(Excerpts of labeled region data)
## start

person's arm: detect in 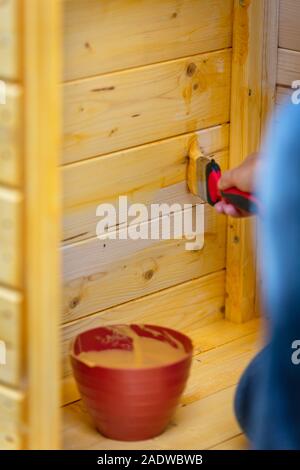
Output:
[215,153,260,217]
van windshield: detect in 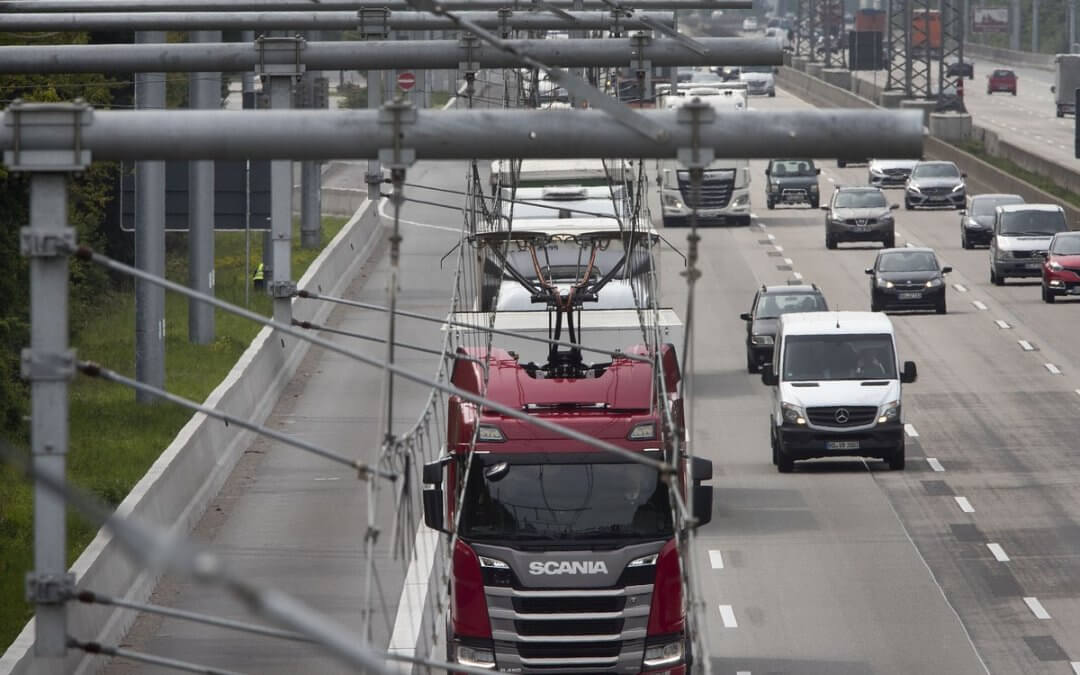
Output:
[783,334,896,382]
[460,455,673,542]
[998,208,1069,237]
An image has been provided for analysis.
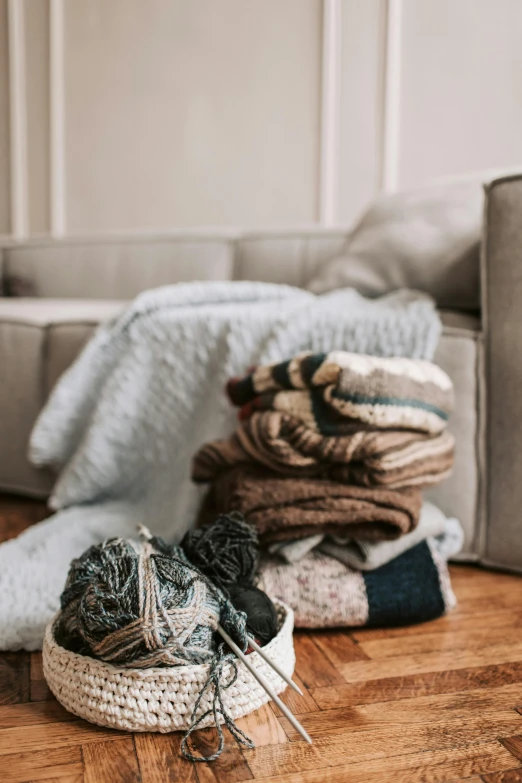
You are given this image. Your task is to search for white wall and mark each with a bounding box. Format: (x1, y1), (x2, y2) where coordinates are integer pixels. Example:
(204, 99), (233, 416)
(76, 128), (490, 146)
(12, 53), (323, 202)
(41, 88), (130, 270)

## end

_Challenge_
How many lines in the records above contain the word "image"? Reply with the number only.

_Task answer_
2